To do: Continue the passage below on tax credits and partnership flips, picking up right after its last sentence.

Passage to read:

One nice thing about a safe harbor is that if a taxpayer fails the safe harbor test, it might still argue that it meets the general requirements of the broader law. That is, the taxpayer claims that although the transaction lies outside the clearly defined inner circle, it still fits within the larger circle created by the general requirements of the law. In such a case, the taxpayer may be no less qualified for the tax credits, but there is less certainty because the IRS has not ruled on that specific type of transaction.


Let’s now look at tax credits. Under the IRC, there are many different kinds of tax credits of which two are relevant here. An investment tax credit (ITC), authorized under §48 of the IRC, works by giving the owner of a qualifying asset an immediate, one-time credit based upon the dollar value of the qualifying investment. For example, a 30% ITC means an owner can claim $.30 tax credit for each $1 of qualifying investment. By contrast, a PTC authorized by §45 of the IRC (and the focus of Rev. Proc. 2007-65) works by giving the operator of a qualifying energy asset a tax credit of a specific dollar amount for each unit of energy produced during a given tax year. For projects entering service in 2016, the PTC credit is approximately $.023 per kWh of qualifying wind energy.

Note that these two tax credits operate in very different ways. The ITC is based on a percentage of the qualifying costs of the investment. The ITC entitles an owner to a full credit immediately upon the project being placed in service, and is subject to a five-year re-capture period. The PTC, on the other hand, is driven by asset performance measured annually over a ten-year period.

The critical point here is that tax credits under the IRC can vary in their purpose, methodology and application. For this reason, and similar to any other provision of law, those charged with interpreting or enforcing legal requirements are cautious that any precedent or official interpretation apply only in the context in which it is issued, and extension to new scenarios with differing facts and differing legal requirements be done so cautiously with great attention to detail.


Finally, lets look at the partnership flip and its relationship with the IRC.

The partnership flip is a business arrangement where the allocations of profits and losses are shared among the partners on a certain percentage basis for a period of time, and then shared on a different percentage basis after that period ends.   These business arrangements have been used for decades in real estate partnerships.

For example, the most common arrangement in partnerships investing in low-income housing is for the primary capital investor to receive 99% of the profits and losses for a 15 year period and then for that investor to flip down to only 10% of profits and losses thereafter.. Although, there is no section of the tax code that specifically mandates or even acknowledges a partnership flip structure, the IRS has acknowledged through Revenue Procedures, CCA Memoranda and the like that a properly-structured partnership flip works to shift most economic benefits, including tax benefits, to one designated investor (often called a Tax Equity Investor), and post-flip to shift the economics back to favor the other investor (often called a Cash Equity Investor or Sponsor).  In addition, there is support in the regulations under IRC §704(b) where the initial allocation lasts at least 5 years.

Data supplied:
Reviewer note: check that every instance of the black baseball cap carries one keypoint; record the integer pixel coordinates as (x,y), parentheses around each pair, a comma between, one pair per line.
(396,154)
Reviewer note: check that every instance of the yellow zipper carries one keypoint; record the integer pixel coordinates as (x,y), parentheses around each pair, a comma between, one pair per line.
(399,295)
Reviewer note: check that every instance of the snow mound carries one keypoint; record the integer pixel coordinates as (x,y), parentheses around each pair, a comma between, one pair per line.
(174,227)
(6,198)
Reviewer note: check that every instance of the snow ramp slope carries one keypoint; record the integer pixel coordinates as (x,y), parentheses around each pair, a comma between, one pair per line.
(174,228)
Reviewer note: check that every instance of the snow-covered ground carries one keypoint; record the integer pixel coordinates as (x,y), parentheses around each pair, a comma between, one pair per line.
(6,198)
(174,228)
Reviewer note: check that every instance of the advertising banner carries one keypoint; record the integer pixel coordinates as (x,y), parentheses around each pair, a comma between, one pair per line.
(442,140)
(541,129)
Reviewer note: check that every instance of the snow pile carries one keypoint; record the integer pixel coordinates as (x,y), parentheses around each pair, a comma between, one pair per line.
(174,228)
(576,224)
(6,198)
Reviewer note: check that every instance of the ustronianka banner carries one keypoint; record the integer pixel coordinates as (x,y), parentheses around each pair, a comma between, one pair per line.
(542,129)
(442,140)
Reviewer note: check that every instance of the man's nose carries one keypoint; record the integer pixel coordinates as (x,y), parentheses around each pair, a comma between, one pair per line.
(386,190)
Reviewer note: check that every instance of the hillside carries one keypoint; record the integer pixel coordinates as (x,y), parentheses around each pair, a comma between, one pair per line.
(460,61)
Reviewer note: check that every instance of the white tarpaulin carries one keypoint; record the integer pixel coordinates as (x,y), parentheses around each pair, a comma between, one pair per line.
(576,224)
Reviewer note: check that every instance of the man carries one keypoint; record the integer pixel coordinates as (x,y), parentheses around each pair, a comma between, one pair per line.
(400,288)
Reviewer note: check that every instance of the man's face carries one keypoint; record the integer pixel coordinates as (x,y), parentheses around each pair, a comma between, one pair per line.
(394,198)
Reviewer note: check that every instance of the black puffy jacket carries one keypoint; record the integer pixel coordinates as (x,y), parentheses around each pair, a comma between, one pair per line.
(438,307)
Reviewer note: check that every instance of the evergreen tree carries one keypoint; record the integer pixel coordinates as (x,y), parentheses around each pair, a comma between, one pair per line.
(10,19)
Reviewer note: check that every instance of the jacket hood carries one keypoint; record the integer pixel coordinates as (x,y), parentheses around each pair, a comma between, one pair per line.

Expected output:
We know from Rev.Proc. 2007-65 that in a partnership flip involving a wind energy PTC, the Tax Equity Investor may before the flip be allocated up to 99% of the income and deductions, with the Cash Equity Investor receiving the remaining 1% or more. After a date certain (a “Time-Based Flip”) or after the Tax Equity Investor has achieved a target return on its investment (a “Yield-Based Flip”), the allocations “flip” so that the Tax Equity Investor receives 5% of the income and deductions with the balance allocated to the Cash Equity Investor. Under the safe harbor of Rev. Proc. 2007-65, the percentage allocations may vary provided that before the flip the Cash Equity Investor does not receive less than a 1% allocation of the income and deductions, and after the flip not more than 95% of the allocation of income and deductions. That broad outline of the safe harbor rule set forth in Rev. Proc. 2007-65 is mirrored in Rev. Proc. 2014-12 for investment in historic property rehabilitations.

So, through Revenue Procedures, the IRS has acknowledged that a properly structured partnership flip works under the IRC to shift economic benefits, including tax benefits, to one designated investor, and post-flip to shift the economics back to favor the other investor; provided, however, that the Cash Equity investor has at least 1% pre-flip and not more than 95% post flip. If the percentage allocations give Cash Equity Investors less than 1% pre-flip, then the taxpayer is no longer in the safe harbor and must argue the less certain position that it still fits within the legal requirements of §48 of the IRC to qualify for the ITC.


With this background on safe harbors, tax credits and the partnership flip, we can now revisit the IRS’s statement in CCA 201524042 that Rev. Proc. 2007-65 “does not apply to partners or partnerships with § 48 energy credits.“ Rev. Proc. 2007-65 dealt with a partnership flip structure in a wind project looking to benefit from the §45 Production Tax Credit. Viewed in the proper context, it is clear that the IRS is noting that Rev. Proc. 2007-65 addressed tax credits that fundamentally differ in their requirements from the ITC. Its comment did not address the partnership flip structure, per se, but rather addressed the obvious fact that the Rev. Proc. 2007-65 dealt with a Production Tax Credit under §45 of the IRC, and not the Investment Tax Credit favored by solar projects and found under §48 of the IRC. In other words, because certain technical aspects of the two tax credits differ in material ways, the IRS was alerting taxpayers that they cannot mechanically apply the requirements of one to the other – a critical warning given that IRS went on to conclude in CCA 201524042 that the taxpayer did not properly apply the requirements of the safe harbor outlined in Rev. Proc. 2007-65 to the solar transaction. This is consistent with our earlier observation that those charged with interpreting or enforcing legal requirements, such as the IRS, approach precedent and other official interpretations of law cautiously. That is, legal conclusions are only valid for the specific facts analyzed, and any extension of those conclusions in other cases must be done so thoughtfully and carefully.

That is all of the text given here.